Task to complete: Please report how many lines in the material below contain the string "wooden", and give only the number.

==*==

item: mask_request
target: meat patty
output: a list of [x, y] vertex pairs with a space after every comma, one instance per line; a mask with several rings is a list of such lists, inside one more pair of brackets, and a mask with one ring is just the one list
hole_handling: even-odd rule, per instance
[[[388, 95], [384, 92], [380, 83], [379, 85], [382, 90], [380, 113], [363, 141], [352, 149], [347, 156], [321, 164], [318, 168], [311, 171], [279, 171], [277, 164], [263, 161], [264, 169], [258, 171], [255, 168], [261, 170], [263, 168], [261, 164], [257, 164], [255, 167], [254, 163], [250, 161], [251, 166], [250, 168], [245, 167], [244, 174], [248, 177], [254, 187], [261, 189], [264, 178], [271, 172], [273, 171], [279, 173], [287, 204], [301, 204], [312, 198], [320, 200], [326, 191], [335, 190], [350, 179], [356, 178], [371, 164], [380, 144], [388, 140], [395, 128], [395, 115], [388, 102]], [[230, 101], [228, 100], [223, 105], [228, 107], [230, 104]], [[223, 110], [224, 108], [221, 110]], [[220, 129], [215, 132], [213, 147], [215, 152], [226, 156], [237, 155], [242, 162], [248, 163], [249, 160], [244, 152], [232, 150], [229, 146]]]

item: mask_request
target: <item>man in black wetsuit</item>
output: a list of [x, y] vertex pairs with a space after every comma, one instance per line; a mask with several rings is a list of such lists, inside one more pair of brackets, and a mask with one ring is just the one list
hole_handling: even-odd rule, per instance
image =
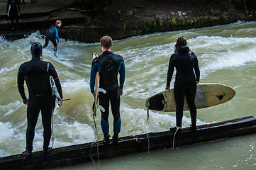
[[20, 30], [20, 25], [18, 23], [18, 16], [21, 14], [20, 4], [18, 0], [8, 0], [6, 7], [7, 16], [11, 18], [11, 29], [14, 30], [13, 20], [15, 19], [17, 24], [18, 30]]
[[[95, 76], [97, 71], [99, 72], [99, 87], [106, 90], [106, 93], [99, 93], [99, 103], [105, 109], [101, 111], [101, 125], [104, 135], [104, 142], [109, 143], [109, 103], [111, 106], [113, 116], [113, 142], [118, 141], [118, 133], [121, 131], [121, 120], [120, 117], [120, 96], [123, 95], [123, 87], [125, 81], [126, 67], [121, 55], [111, 52], [112, 39], [109, 36], [104, 36], [100, 40], [102, 55], [92, 61], [91, 69], [90, 88], [91, 92], [95, 96]], [[120, 74], [118, 86], [118, 74]]]
[[[176, 68], [176, 76], [174, 87], [176, 102], [176, 127], [171, 131], [180, 132], [183, 117], [184, 97], [189, 107], [191, 119], [191, 128], [196, 130], [196, 108], [194, 99], [196, 92], [196, 84], [199, 82], [200, 71], [196, 55], [187, 46], [184, 37], [179, 37], [175, 45], [175, 53], [172, 54], [169, 62], [169, 68], [165, 89], [169, 90], [169, 84], [172, 77], [174, 68]], [[195, 75], [196, 74], [196, 75]]]
[[[60, 38], [59, 38], [59, 28], [61, 27], [62, 22], [60, 20], [57, 20], [55, 22], [55, 25], [52, 26], [50, 28], [46, 31], [45, 34], [45, 43], [43, 46], [43, 48], [46, 47], [49, 44], [49, 40], [50, 40], [54, 45], [54, 54], [56, 55], [57, 52], [57, 45], [60, 44]], [[56, 42], [57, 40], [57, 42]]]
[[[50, 85], [50, 76], [53, 79], [58, 77], [53, 65], [48, 62], [40, 60], [42, 45], [35, 42], [31, 45], [30, 52], [32, 60], [22, 64], [18, 72], [18, 89], [24, 104], [28, 105], [26, 130], [26, 149], [23, 154], [29, 157], [33, 149], [33, 140], [35, 135], [35, 128], [40, 110], [42, 114], [43, 125], [43, 153], [50, 153], [48, 147], [51, 131], [52, 111], [55, 107], [55, 101], [52, 97], [52, 92]], [[24, 81], [27, 84], [29, 93], [28, 99], [24, 91]], [[61, 98], [62, 98], [62, 88], [60, 80], [55, 80], [57, 89]]]

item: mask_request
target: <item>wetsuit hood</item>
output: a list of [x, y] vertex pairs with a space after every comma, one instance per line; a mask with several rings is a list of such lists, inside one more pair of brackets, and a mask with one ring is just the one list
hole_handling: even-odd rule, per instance
[[180, 47], [177, 52], [182, 54], [187, 53], [189, 51], [189, 48], [188, 46], [182, 46]]
[[42, 55], [43, 47], [42, 45], [38, 42], [35, 42], [31, 45], [30, 53], [32, 58], [40, 58]]

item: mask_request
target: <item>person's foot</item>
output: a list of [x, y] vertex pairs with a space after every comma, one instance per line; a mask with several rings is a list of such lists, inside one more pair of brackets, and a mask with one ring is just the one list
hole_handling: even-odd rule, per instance
[[104, 138], [103, 139], [103, 142], [104, 144], [109, 144], [109, 135], [104, 135]]
[[46, 149], [43, 149], [43, 155], [49, 155], [52, 152], [52, 147], [50, 147]]
[[32, 152], [30, 151], [26, 150], [24, 152], [22, 152], [21, 154], [24, 155], [25, 157], [30, 157], [32, 154]]
[[174, 128], [171, 128], [169, 130], [172, 132], [177, 132], [177, 133], [180, 133], [180, 132], [182, 130], [182, 126], [179, 126], [179, 127], [175, 126]]
[[196, 125], [190, 125], [190, 129], [191, 131], [196, 131], [197, 129], [197, 127], [196, 127]]
[[118, 134], [114, 133], [112, 139], [113, 139], [113, 143], [118, 143]]

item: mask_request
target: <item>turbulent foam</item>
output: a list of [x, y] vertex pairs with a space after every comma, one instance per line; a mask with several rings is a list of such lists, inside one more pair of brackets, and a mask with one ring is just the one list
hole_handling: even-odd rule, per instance
[[[255, 32], [255, 23], [238, 23], [225, 26], [147, 35], [115, 41], [113, 52], [123, 57], [126, 67], [123, 96], [121, 97], [122, 127], [120, 136], [168, 130], [170, 127], [175, 125], [174, 113], [150, 111], [150, 120], [147, 123], [145, 101], [165, 89], [169, 60], [173, 53], [178, 36], [187, 37], [188, 45], [197, 55], [203, 81], [208, 75], [212, 76], [221, 70], [224, 70], [225, 74], [227, 70], [229, 71], [228, 75], [238, 72], [241, 74], [241, 76], [245, 76], [243, 72], [243, 72], [243, 67], [248, 63], [255, 64], [256, 62], [256, 55], [254, 52], [256, 50], [254, 45], [256, 38], [253, 34]], [[238, 27], [240, 28], [237, 29]], [[245, 32], [245, 35], [242, 34], [242, 32]], [[100, 54], [99, 43], [85, 44], [63, 41], [62, 39], [60, 41], [57, 55], [61, 57], [74, 58], [74, 61], [62, 62], [55, 58], [51, 42], [43, 50], [43, 60], [52, 63], [60, 76], [64, 98], [70, 98], [70, 101], [65, 101], [63, 106], [55, 109], [53, 117], [55, 137], [54, 147], [92, 142], [96, 137], [101, 140], [100, 112], [98, 110], [96, 118], [99, 133], [99, 136], [96, 136], [91, 110], [93, 96], [89, 89], [91, 53], [96, 52]], [[2, 98], [0, 101], [0, 118], [2, 121], [0, 123], [0, 156], [21, 153], [25, 149], [26, 110], [16, 89], [16, 81], [18, 66], [30, 60], [30, 46], [35, 42], [41, 44], [45, 42], [43, 36], [39, 32], [13, 42], [0, 38], [0, 74], [3, 84], [0, 89]], [[254, 70], [254, 67], [250, 67], [247, 71], [253, 72]], [[208, 80], [216, 81], [218, 76], [208, 78]], [[253, 76], [250, 74], [249, 76], [250, 79]], [[174, 78], [171, 86], [173, 86]], [[223, 81], [223, 79], [219, 79]], [[248, 82], [254, 83], [247, 81], [246, 77], [243, 80], [243, 86], [237, 84], [236, 81], [230, 82], [237, 87], [238, 93], [243, 90], [243, 94], [247, 93], [247, 90], [243, 89], [244, 86], [249, 86]], [[247, 94], [246, 98], [249, 95], [252, 95], [251, 93]], [[238, 95], [233, 101], [237, 105], [243, 103], [239, 101], [240, 96]], [[245, 100], [243, 98], [242, 99], [241, 101]], [[246, 103], [250, 103], [250, 101], [247, 101]], [[212, 114], [207, 113], [206, 108], [203, 111], [200, 110], [199, 118], [210, 121], [218, 120], [223, 118], [230, 118], [229, 114], [223, 114], [223, 110], [233, 112], [233, 106], [230, 104], [228, 106], [230, 106], [224, 109], [222, 106], [211, 108]], [[250, 108], [250, 110], [252, 110], [253, 108]], [[204, 114], [204, 113], [207, 113]], [[233, 115], [235, 114], [232, 115]], [[110, 113], [111, 125], [113, 123], [112, 117]], [[185, 112], [183, 126], [189, 126], [190, 122], [189, 113]], [[204, 123], [204, 121], [197, 120], [198, 125]], [[113, 132], [112, 125], [110, 125], [110, 128], [111, 132]], [[35, 132], [34, 147], [35, 150], [40, 150], [42, 149], [43, 141], [40, 116]], [[10, 148], [7, 144], [12, 147]]]

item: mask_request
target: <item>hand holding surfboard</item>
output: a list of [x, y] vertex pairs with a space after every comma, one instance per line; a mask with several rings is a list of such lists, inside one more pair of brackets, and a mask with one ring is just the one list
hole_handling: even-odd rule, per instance
[[[157, 94], [146, 100], [146, 107], [148, 109], [172, 112], [176, 110], [176, 103], [173, 89], [165, 90]], [[195, 104], [196, 108], [202, 108], [216, 106], [226, 102], [233, 98], [235, 91], [226, 85], [221, 84], [199, 84], [197, 85]], [[185, 98], [186, 101], [186, 98]], [[184, 110], [189, 110], [184, 102]]]

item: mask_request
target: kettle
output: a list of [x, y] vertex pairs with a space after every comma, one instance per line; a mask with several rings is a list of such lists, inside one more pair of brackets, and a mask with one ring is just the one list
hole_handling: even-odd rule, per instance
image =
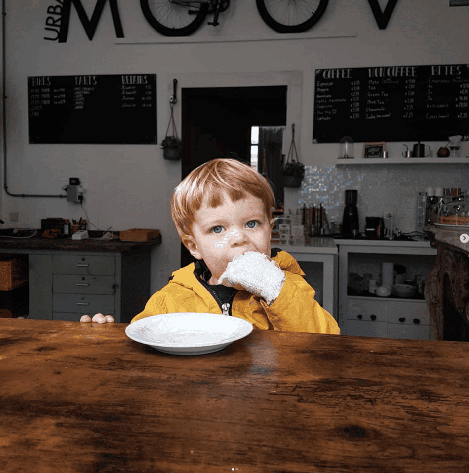
[[[425, 154], [425, 146], [429, 148], [428, 154]], [[430, 146], [428, 145], [424, 145], [420, 141], [414, 145], [414, 150], [412, 156], [414, 158], [427, 158], [430, 155]]]

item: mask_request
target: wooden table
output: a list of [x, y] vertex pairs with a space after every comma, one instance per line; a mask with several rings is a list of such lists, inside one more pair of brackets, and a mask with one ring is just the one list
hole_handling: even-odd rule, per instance
[[469, 471], [466, 343], [255, 331], [181, 357], [126, 325], [0, 320], [0, 471]]

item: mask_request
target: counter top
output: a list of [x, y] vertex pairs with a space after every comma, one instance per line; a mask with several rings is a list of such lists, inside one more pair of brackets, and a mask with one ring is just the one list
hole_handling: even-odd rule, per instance
[[338, 252], [337, 245], [332, 237], [311, 237], [310, 243], [307, 245], [297, 246], [295, 245], [279, 245], [278, 243], [271, 243], [273, 248], [280, 248], [289, 253], [320, 253], [336, 255]]
[[469, 471], [466, 343], [255, 330], [181, 357], [127, 325], [0, 319], [3, 473]]
[[44, 238], [40, 230], [30, 238], [10, 238], [0, 236], [0, 249], [14, 251], [37, 250], [73, 250], [79, 251], [128, 252], [142, 247], [160, 245], [161, 236], [149, 241], [121, 241], [117, 239], [100, 240], [87, 238], [85, 240], [72, 240], [71, 238]]
[[334, 238], [336, 245], [356, 245], [368, 247], [410, 247], [411, 248], [430, 248], [430, 242], [428, 240], [421, 241], [403, 241], [398, 240], [368, 240], [366, 238], [348, 239], [346, 238]]
[[[453, 230], [429, 225], [424, 228], [424, 231], [430, 235], [432, 240], [434, 239], [436, 242], [441, 243], [446, 243], [458, 250], [462, 250], [466, 253], [469, 253], [469, 242], [466, 242], [463, 243], [461, 241], [462, 235], [469, 235], [469, 230], [468, 229], [468, 227], [465, 226], [464, 229], [456, 228]], [[464, 239], [464, 237], [463, 238]], [[433, 242], [432, 242], [432, 243]]]

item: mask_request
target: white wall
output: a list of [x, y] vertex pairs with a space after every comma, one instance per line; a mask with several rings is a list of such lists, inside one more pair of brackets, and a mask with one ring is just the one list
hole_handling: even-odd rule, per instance
[[[82, 0], [88, 17], [96, 2]], [[386, 2], [380, 1], [383, 8]], [[298, 71], [301, 105], [289, 113], [297, 124], [300, 159], [307, 165], [332, 166], [337, 145], [312, 143], [315, 69], [469, 63], [469, 8], [450, 8], [449, 0], [400, 0], [385, 30], [378, 29], [367, 0], [330, 0], [312, 30], [286, 36], [263, 23], [255, 0], [234, 1], [221, 14], [219, 26], [205, 25], [182, 39], [164, 37], [153, 30], [138, 1], [118, 0], [124, 38], [116, 38], [107, 5], [89, 41], [72, 7], [68, 40], [62, 44], [43, 39], [51, 36], [44, 27], [47, 8], [59, 5], [56, 0], [6, 3], [9, 191], [62, 193], [69, 177], [77, 176], [86, 189], [84, 206], [89, 220], [96, 227], [159, 228], [163, 243], [152, 256], [153, 291], [179, 267], [179, 242], [169, 202], [180, 179], [180, 163], [163, 160], [156, 145], [29, 144], [28, 76], [156, 73], [160, 142], [169, 119], [173, 78], [182, 87], [199, 86], [201, 82], [213, 86], [220, 78], [239, 85], [258, 73], [260, 83], [256, 85], [268, 85], [262, 83], [266, 78], [283, 80], [278, 78], [285, 76], [282, 71]], [[180, 89], [178, 93], [180, 97]], [[180, 102], [176, 109], [180, 133]], [[291, 135], [286, 138], [288, 146]], [[400, 151], [401, 145], [387, 144], [390, 154]], [[469, 154], [467, 142], [462, 152]], [[79, 205], [63, 199], [14, 198], [3, 192], [1, 206], [4, 226], [13, 225], [10, 212], [19, 213], [20, 227], [39, 228], [46, 217], [85, 216]]]

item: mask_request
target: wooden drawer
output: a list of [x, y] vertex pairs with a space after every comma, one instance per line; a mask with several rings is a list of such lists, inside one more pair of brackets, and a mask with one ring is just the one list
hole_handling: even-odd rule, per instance
[[388, 321], [388, 302], [386, 300], [349, 299], [347, 301], [347, 319], [386, 322]]
[[54, 274], [52, 291], [55, 294], [104, 294], [115, 292], [113, 276], [80, 276]]
[[409, 324], [388, 324], [388, 338], [408, 338], [411, 340], [430, 340], [429, 325], [411, 325]]
[[388, 323], [376, 321], [348, 320], [345, 334], [356, 337], [386, 338], [388, 336]]
[[54, 294], [53, 312], [89, 314], [93, 317], [101, 312], [106, 315], [114, 313], [114, 296], [83, 294]]
[[114, 275], [114, 257], [83, 255], [54, 255], [52, 273], [54, 274]]
[[390, 300], [388, 303], [388, 321], [392, 324], [430, 325], [430, 314], [424, 302]]

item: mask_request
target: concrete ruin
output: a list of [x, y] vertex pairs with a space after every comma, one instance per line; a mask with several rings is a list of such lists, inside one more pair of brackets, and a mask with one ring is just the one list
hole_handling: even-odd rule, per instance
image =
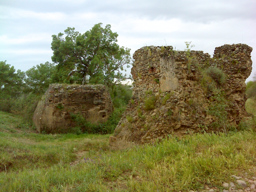
[[[109, 138], [110, 146], [123, 148], [171, 134], [237, 127], [248, 115], [245, 81], [252, 71], [252, 50], [245, 44], [225, 44], [216, 48], [213, 58], [172, 46], [137, 50], [132, 69], [133, 96]], [[225, 73], [225, 83], [207, 72], [213, 67]]]
[[79, 114], [93, 123], [106, 122], [113, 111], [105, 86], [50, 85], [39, 102], [33, 121], [38, 132], [67, 132], [76, 125], [72, 114]]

==*==

Reply: 2